• **Kutipan Teks**
Bagaimana dengan rancangan dari BLT tahun 2005 ini? menurut informasi bahwa alokasi transfer kepada rumah tangga dilakukan sebesar Rp 100 ribu per bulan atau Rp 300 ribu yang jatuh tempo pada bulan Oktober ini. Dengan asumsi 15,5 juta rumah tangga penerima, maka dana yang akan disalurkan kepada rumah tangga miskin sekitar Rp 4,75 trilyun. Masih terdapat sejumlah misteri memang yang belum mendapatkan jawaban. Pertanyaan itu antara lain: apakah dasar penentuan Rp 100 ribu, mengapa jumlah tersebut diberlakukan secara seragam, serta kriteria dan penentuan jumlah rumah tangga penerima BLT. Satu kekhawatiran penulis, jika kegagalan dari program ini sangat besar, maka kepercayaan publik akan sangat menurun karena program ini sangat bersentuhan langsung dengan masyarakat.

Kebijakan BLT ini sulit akan mencapai tujuan pengurangan kemiskinan secara optimal jika tidak didukung dengan kebijakan lainnya. Ilustrasi sebelumnya, dapat saja kebijakan BLT yang ditunjukkan dengan Kartu Kompensasi BBM (KKB) diimplementasikan secara bersamaan dengan kebijakan subsidi bidang lainnya. Selain itu, lemahnya kerjasama pelaksanaan program kompensasi pengurangan subsidi BBM antara pemerintah pusat dengan pemerintah daerah.
 Selama ini kita melihat bahwa Pemerintahan SBY seperti harus menanggung sendiri jumlah dana yang disalurkan kepada masyarakat. Kita merindukan pelaksanaan kebijakan ini merupakan kebijakan pemerintah dan bukan kebijakan pemerintah pusat belaka. Sudah saatnya, pemerintah pusat dan seluruh pemerintahan daerah merupakan sebuah tim, menghadang peningkatan harga minyak dunia dan masalah yang ditimbulkannya.

• **Petunjuk Tugas**
1) Jawablah pertanyaan berikut berdasarkan teks tentang BLT:
(a) Berapa besar transfer per bulan kepada setiap rumah tangga?
(b) Berapa jumlah rumah tangga penerima yang diasumsikan?
(c) Apa kepanjangan dari KKB?
2) Tuliskan ulang secara persis seluruh bagian teks tentang BLT, dimulai dari "Kebijakan BLT ini" sampai ke "masalah yang ditimbulkannya.".
3) Teruskan teks tentang BLT dengan bagian berikutnya, dimulai setelah kalimat terakhir yang tercantum.
Catatan di bawah ini merupakan materi terpisah dari teks tentang BLT.

• **Materi yang Ditampilkan**
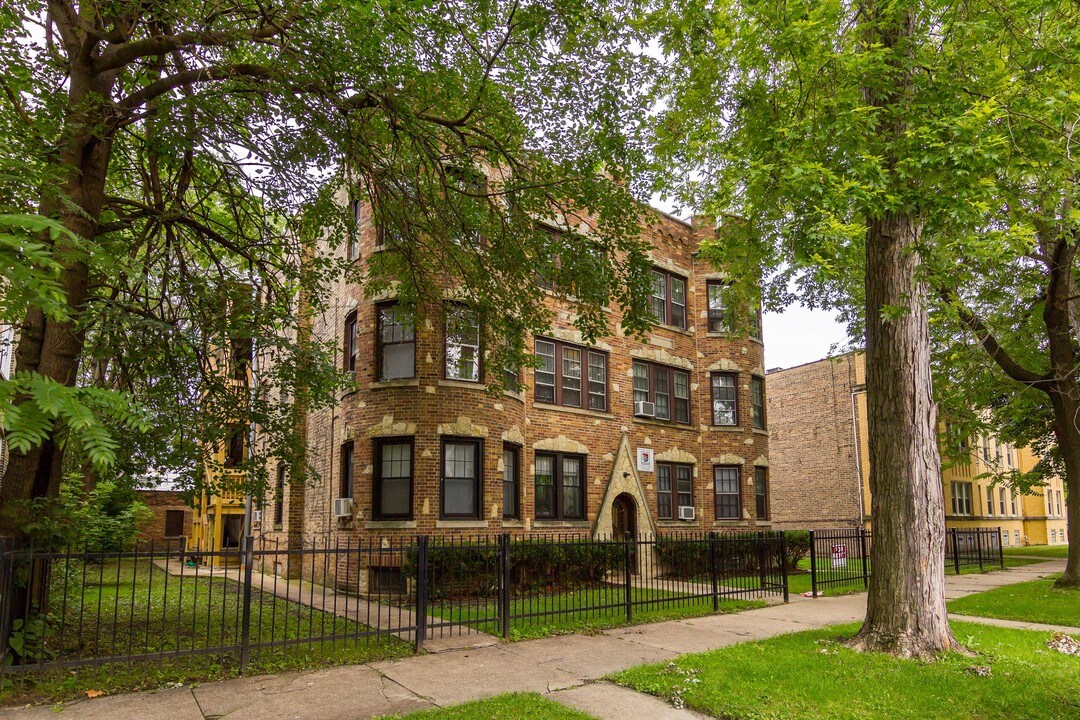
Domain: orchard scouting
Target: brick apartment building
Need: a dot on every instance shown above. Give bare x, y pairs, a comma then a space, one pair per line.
617, 436
820, 462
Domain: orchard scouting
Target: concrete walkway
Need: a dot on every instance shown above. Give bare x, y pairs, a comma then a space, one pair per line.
566, 668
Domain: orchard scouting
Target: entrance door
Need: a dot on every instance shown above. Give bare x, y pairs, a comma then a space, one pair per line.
624, 524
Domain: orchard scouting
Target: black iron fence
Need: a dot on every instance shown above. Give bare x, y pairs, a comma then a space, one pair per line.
841, 557
71, 608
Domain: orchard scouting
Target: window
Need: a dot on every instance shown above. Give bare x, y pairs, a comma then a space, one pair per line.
279, 497
667, 298
667, 389
719, 320
511, 480
674, 489
461, 477
961, 498
352, 248
174, 522
351, 342
392, 487
347, 471
761, 492
757, 402
395, 339
728, 499
462, 343
725, 398
559, 486
558, 379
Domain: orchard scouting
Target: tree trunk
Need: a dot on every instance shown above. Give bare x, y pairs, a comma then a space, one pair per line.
905, 611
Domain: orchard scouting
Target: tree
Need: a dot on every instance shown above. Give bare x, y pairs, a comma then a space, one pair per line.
849, 138
165, 160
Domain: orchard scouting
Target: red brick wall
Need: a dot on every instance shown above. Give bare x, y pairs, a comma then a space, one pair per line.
812, 445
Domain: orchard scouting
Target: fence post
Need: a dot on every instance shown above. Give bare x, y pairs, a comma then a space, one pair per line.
862, 549
783, 562
714, 571
504, 580
628, 594
245, 622
956, 552
421, 592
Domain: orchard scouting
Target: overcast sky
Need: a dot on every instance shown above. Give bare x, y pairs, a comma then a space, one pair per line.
798, 336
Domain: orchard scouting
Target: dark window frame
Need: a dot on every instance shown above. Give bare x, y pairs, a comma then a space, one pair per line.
673, 399
759, 419
738, 493
350, 348
377, 446
515, 451
559, 510
669, 301
477, 513
761, 492
379, 344
279, 497
712, 397
347, 480
583, 390
171, 515
674, 492
480, 342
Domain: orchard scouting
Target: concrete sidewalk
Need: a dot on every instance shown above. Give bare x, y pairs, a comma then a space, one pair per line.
566, 667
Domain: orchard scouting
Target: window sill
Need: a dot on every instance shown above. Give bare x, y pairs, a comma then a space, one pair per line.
572, 410
663, 423
390, 525
562, 524
461, 525
470, 384
404, 382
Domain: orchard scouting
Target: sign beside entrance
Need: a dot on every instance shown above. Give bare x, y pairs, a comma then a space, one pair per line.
839, 556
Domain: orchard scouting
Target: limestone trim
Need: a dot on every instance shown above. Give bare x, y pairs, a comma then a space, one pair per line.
659, 355
463, 426
561, 444
388, 428
624, 479
676, 456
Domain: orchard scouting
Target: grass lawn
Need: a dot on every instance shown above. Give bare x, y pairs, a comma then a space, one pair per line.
131, 608
557, 614
1038, 551
812, 675
511, 706
1036, 601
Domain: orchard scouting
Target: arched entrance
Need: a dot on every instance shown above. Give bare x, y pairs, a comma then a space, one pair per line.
624, 524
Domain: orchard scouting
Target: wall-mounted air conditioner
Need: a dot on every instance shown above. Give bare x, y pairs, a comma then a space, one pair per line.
342, 507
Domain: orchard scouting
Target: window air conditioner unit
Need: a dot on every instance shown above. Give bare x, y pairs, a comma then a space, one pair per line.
342, 507
645, 409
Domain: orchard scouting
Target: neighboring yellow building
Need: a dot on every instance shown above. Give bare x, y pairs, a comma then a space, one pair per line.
970, 501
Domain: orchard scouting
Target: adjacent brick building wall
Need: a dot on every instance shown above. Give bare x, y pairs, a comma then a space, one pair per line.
814, 412
169, 507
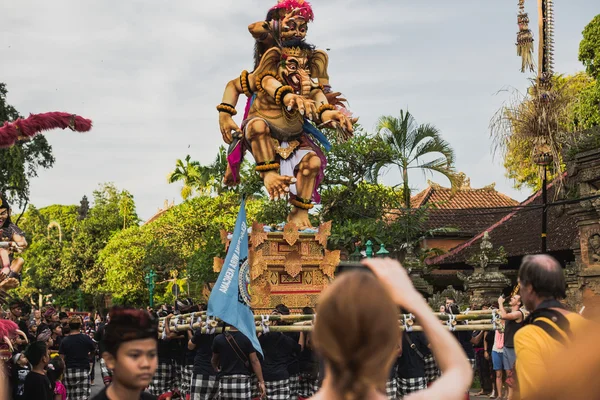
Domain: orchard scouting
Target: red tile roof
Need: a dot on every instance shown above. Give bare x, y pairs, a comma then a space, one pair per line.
463, 198
519, 232
465, 209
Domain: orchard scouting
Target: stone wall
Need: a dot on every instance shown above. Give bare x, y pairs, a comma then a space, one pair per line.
583, 183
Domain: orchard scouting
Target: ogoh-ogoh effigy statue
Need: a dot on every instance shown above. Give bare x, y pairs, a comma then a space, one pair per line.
287, 104
12, 240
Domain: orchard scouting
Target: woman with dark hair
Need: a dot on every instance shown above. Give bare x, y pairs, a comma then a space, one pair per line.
56, 369
129, 344
357, 334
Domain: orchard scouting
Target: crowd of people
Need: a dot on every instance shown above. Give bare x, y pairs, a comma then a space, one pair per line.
63, 345
355, 351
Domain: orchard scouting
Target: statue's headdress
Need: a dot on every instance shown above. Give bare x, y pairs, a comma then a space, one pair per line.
304, 8
4, 204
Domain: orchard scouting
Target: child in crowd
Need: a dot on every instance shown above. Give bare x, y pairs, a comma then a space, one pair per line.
37, 384
130, 352
20, 371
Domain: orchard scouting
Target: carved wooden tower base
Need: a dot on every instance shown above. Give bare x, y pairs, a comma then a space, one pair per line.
288, 267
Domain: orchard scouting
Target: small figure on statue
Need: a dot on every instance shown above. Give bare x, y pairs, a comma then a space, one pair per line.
12, 240
287, 104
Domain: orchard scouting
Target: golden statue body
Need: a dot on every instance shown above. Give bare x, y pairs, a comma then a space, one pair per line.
287, 99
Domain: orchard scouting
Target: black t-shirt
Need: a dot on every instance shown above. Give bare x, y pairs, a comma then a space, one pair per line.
76, 349
99, 336
410, 364
202, 364
102, 396
394, 369
293, 362
230, 362
56, 343
190, 356
38, 387
464, 337
19, 374
178, 349
309, 363
278, 349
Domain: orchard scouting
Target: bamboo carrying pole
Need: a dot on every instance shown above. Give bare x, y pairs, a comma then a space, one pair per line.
308, 328
185, 318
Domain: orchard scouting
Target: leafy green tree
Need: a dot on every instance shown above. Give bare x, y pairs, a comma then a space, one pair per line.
411, 143
361, 208
518, 160
189, 172
185, 240
20, 163
587, 110
112, 210
352, 162
589, 48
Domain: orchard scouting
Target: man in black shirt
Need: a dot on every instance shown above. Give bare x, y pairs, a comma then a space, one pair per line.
15, 313
233, 356
75, 350
37, 384
278, 350
204, 380
19, 372
411, 364
104, 371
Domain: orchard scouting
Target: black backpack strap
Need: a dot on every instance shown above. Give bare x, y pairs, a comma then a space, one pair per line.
414, 347
550, 330
557, 318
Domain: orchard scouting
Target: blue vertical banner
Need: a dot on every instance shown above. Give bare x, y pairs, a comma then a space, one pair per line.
229, 299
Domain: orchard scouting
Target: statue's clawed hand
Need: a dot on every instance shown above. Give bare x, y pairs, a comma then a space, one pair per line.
227, 125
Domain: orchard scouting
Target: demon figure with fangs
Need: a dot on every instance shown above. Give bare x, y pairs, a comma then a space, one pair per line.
287, 105
12, 241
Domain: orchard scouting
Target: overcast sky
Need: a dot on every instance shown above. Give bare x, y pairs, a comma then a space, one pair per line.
150, 73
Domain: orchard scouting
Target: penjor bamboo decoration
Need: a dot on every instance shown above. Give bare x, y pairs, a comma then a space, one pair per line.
524, 40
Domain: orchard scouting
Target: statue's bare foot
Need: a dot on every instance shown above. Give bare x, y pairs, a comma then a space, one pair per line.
277, 186
299, 217
9, 283
228, 179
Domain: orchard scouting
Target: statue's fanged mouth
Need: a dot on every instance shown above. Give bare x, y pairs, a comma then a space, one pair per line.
294, 81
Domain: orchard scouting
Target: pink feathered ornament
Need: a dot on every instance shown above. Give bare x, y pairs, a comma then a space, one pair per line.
36, 123
304, 8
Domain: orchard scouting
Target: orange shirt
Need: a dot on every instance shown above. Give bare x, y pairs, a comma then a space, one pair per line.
536, 352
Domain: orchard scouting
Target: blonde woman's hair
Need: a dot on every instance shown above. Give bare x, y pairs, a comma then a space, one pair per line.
357, 333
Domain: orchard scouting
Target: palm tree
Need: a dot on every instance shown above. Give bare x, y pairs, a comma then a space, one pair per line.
190, 172
411, 143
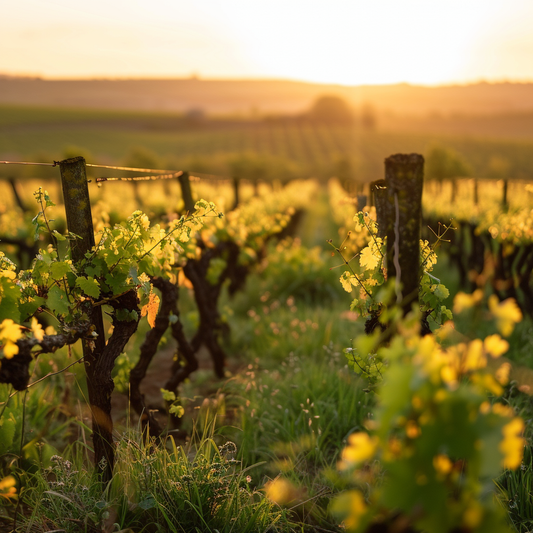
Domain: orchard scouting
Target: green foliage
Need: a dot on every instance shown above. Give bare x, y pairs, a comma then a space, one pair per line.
438, 438
374, 294
291, 269
515, 492
198, 488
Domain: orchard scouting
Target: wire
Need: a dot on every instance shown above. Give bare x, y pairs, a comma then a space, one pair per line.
132, 169
54, 164
155, 174
144, 178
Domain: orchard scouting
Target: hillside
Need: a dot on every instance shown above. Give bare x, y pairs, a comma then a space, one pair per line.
263, 96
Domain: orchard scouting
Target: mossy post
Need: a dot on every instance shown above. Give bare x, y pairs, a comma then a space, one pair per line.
236, 192
379, 194
505, 201
186, 193
404, 175
79, 221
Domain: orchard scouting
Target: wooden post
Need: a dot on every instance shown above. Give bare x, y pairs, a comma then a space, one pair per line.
236, 192
404, 175
186, 193
16, 195
79, 221
379, 193
505, 203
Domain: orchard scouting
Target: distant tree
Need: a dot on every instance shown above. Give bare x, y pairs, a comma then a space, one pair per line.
331, 109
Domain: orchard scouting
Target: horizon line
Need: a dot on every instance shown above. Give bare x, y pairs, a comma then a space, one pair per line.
196, 77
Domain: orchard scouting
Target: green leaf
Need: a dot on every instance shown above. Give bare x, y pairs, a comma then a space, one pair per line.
168, 396
440, 291
28, 309
117, 281
57, 301
8, 426
9, 297
92, 270
176, 410
89, 286
59, 269
123, 315
58, 236
133, 274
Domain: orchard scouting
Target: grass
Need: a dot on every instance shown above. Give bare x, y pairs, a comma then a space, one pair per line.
155, 488
285, 414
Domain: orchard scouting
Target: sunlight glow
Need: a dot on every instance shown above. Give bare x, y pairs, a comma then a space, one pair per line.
335, 41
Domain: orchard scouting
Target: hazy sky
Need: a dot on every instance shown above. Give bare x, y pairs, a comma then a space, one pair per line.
335, 41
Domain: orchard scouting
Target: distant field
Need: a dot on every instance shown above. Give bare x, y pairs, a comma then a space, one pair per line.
207, 145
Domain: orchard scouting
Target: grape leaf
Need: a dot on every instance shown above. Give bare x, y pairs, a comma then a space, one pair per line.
57, 300
58, 269
89, 286
151, 309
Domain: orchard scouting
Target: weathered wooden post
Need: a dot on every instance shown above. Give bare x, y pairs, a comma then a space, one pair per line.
379, 193
18, 200
186, 193
79, 221
236, 191
404, 174
505, 202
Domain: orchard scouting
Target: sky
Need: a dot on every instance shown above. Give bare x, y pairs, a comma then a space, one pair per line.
348, 42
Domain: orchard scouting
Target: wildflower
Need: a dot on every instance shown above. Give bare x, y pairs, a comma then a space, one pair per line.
360, 448
506, 313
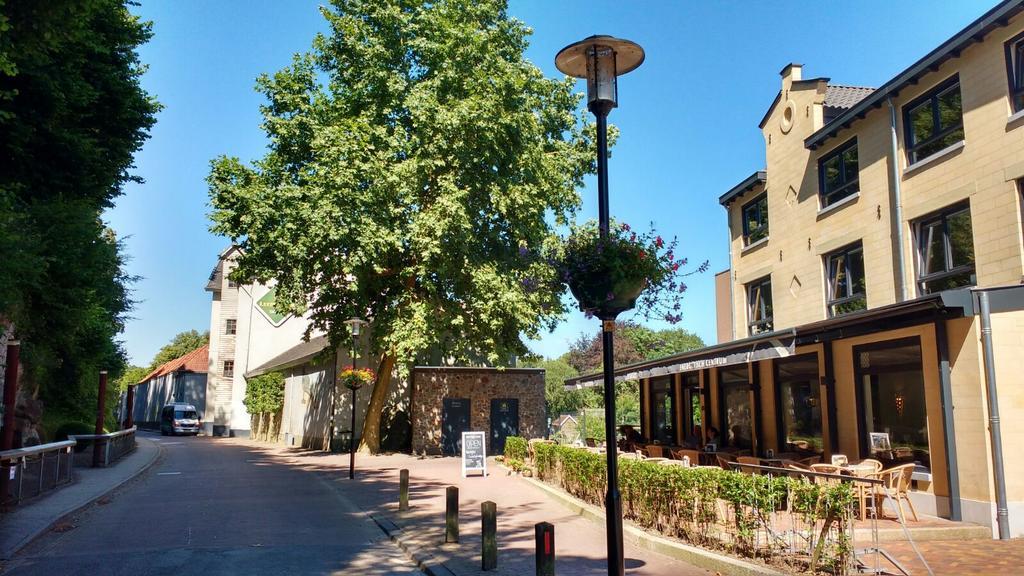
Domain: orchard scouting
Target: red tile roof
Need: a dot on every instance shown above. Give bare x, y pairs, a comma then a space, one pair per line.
196, 361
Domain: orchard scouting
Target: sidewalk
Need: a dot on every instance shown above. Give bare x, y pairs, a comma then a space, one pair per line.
28, 521
580, 543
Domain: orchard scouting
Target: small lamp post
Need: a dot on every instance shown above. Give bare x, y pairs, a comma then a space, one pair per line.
354, 324
601, 59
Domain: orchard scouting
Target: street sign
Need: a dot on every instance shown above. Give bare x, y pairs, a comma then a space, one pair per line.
474, 452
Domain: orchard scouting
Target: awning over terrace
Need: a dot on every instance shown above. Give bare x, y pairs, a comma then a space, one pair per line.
762, 346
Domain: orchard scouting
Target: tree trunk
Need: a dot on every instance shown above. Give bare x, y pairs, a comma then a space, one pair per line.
371, 441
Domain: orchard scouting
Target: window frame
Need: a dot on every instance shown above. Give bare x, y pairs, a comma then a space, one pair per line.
766, 324
745, 221
931, 97
1015, 72
850, 296
942, 216
843, 191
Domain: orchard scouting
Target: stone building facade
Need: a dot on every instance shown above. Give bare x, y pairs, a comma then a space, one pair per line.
439, 395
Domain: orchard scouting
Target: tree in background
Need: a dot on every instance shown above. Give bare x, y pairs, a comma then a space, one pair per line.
72, 116
418, 164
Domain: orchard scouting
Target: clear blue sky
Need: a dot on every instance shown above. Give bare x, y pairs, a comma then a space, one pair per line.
688, 119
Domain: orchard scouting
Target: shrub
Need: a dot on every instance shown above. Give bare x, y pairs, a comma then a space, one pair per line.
516, 448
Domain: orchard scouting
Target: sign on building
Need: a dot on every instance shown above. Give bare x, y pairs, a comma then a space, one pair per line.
474, 452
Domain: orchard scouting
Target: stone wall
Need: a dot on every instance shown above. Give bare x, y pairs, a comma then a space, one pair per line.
432, 384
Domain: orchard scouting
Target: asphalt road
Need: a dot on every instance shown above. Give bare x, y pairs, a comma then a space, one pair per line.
213, 507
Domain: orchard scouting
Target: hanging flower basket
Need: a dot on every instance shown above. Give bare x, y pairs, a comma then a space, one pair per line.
355, 378
608, 276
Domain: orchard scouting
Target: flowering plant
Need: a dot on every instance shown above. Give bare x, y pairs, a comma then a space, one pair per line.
610, 275
354, 378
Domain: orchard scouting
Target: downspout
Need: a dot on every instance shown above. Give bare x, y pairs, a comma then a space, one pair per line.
1001, 513
897, 203
732, 290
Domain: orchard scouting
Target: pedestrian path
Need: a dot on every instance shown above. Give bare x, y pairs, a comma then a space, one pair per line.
580, 543
27, 521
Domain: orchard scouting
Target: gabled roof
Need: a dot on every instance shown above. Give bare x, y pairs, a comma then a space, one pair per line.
196, 361
975, 32
742, 188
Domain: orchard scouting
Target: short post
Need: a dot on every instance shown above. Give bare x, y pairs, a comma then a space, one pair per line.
402, 490
545, 533
452, 515
97, 449
488, 529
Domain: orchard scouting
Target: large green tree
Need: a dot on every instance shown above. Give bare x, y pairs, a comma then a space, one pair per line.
72, 116
417, 165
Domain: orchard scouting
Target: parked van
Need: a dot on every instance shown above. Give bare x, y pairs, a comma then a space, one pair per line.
179, 418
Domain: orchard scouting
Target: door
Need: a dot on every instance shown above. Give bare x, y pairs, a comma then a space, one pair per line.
455, 420
504, 422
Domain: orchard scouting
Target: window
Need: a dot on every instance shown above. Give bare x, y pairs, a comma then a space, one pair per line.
934, 121
1015, 68
759, 311
945, 250
893, 410
756, 219
663, 408
799, 400
839, 174
846, 280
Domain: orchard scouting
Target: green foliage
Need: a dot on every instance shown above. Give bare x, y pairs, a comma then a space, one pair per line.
73, 114
264, 395
684, 502
516, 447
181, 344
418, 162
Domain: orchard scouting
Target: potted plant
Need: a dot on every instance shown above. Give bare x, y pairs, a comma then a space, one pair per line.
608, 276
355, 378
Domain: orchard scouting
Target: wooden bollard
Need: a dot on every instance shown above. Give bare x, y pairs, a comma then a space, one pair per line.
545, 548
452, 515
488, 529
402, 490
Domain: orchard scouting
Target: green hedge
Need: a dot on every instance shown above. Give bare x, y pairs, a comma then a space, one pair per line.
516, 448
708, 506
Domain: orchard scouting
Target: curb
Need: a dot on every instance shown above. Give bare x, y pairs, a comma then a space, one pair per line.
684, 552
9, 554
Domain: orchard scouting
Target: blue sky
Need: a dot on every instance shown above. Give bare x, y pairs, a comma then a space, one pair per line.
688, 119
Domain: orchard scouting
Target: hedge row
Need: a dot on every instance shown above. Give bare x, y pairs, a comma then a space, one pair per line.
705, 505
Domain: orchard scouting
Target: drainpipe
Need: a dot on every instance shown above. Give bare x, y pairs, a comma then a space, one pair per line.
897, 202
1001, 513
732, 290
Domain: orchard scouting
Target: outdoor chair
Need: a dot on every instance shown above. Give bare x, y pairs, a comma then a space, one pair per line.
655, 451
896, 484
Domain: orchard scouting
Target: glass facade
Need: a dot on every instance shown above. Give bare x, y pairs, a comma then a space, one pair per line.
893, 411
799, 404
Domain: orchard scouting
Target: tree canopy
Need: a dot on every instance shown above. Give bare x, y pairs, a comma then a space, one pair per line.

• **Jawaban Tiap Tugas**
1)
(a) Rp 100 ribu per bulan.
(b) 15,5 juta rumah tangga.
(c) Kartu Kompensasi BBM.

2)
Kebijakan BLT ini sulit akan mencapai tujuan pengurangan kemiskinan secara optimal jika tidak didukung dengan kebijakan lainnya. Ilustrasi sebelumnya, dapat saja kebijakan BLT yang ditunjukkan dengan Kartu Kompensasi BBM (KKB) diimplementasikan secara bersamaan dengan kebijakan subsidi bidang lainnya. Selain itu, lemahnya kerjasama pelaksanaan program kompensasi pengurangan subsidi BBM antara pemerintah pusat dengan pemerintah daerah.
 Selama ini kita melihat bahwa Pemerintahan SBY seperti harus menanggung sendiri jumlah dana yang disalurkan kepada masyarakat. Kita merindukan pelaksanaan kebijakan ini merupakan kebijakan pemerintah dan bukan kebijakan pemerintah pusat belaka. Sudah saatnya, pemerintah pusat dan seluruh pemerintahan daerah merupakan sebuah tim, menghadang peningkatan harga minyak dunia dan masalah yang ditimbulkannya.

3)
Dalam kasus BLT, pemerintah Pusat dapat saja meningkatkan alokasinya lebih tertarget kepada penduduk miskin pada daerah dengan kapasitas fiskal relatif rendah serta menyerahkan pembiayaan penduduk miskin daerah kapasitas fiskal tinggi kepada daerah itu sendiri. Tentunya, di era otonomi daerah seperti ini besar kemungkinan daerah tidak mau dan lebih bersikap egois kedaerahan. Padahal, sejumlah daerah, misalnya Provinsi DKI Jakarta dengan APBD sekitar 3 kali lipat dari total BLT, rasanya tidak menemukan kesulitan untuk melakukan pembiayaan sendiri terhadap penduduk miskin di daerahnya.
Tanpa sadar memang, aliran dana kompensasi BBM kepada setiap daerah secara tidak langsung telah meningkatkan kapasitas fiskal daerah. Lebih jauh, dengan perlakuan sama antar daerah kaya dan daerah miskin, hal ini menjadi boomerang terhadap ketimpangan fiskal antar daerah. Di sini dibutuhkan kerja sama antar daerah yang tinggi, jika pemerintah daerah kaya membayar sendiri dana kompensasi ini, maka daerah yang lebih miskin memiliki tambahan dana yang lebih besar lagi.
Terlepas dari sejumlah kelemahan yang ada dari pelaksanaan BLT ini, jelas program ini merupakan program baru yang tetap memiliki ruang kemungkinan untuk berhasil.

Pemerintah kembali mewacanakan sebuah ide yang cukup kontroversial terkait dengan maraknya penyuntikan tabung elpiji 3 kg dan 12 kg, yang menimbulkan teror ledakan elpiji di kalangan konsumen rumah tangga. Kontroversial mengingat pemberian BLT jilid I pada tahun 2005 dan jilid 2 pada tahun 2009 sebagai akibat dampak pengurangan subsidi BBM, masih terus menimbulkan pro dan kontra. Ide pemberian BLT elpiji pemerintah didasarkan pada rencana penyeragaman harga elpiji 3 kg dan 12 kg untuk menghilangkan disparitas harga yang cukup tinggi antara keduanya. Pemerintah menilai bahwa disparitas harga inilah yang menjadi insentif utama oknum penyuntik gas elpiji yang telah menimbulkan banyak korban di kalangan konsumen rumah tangga.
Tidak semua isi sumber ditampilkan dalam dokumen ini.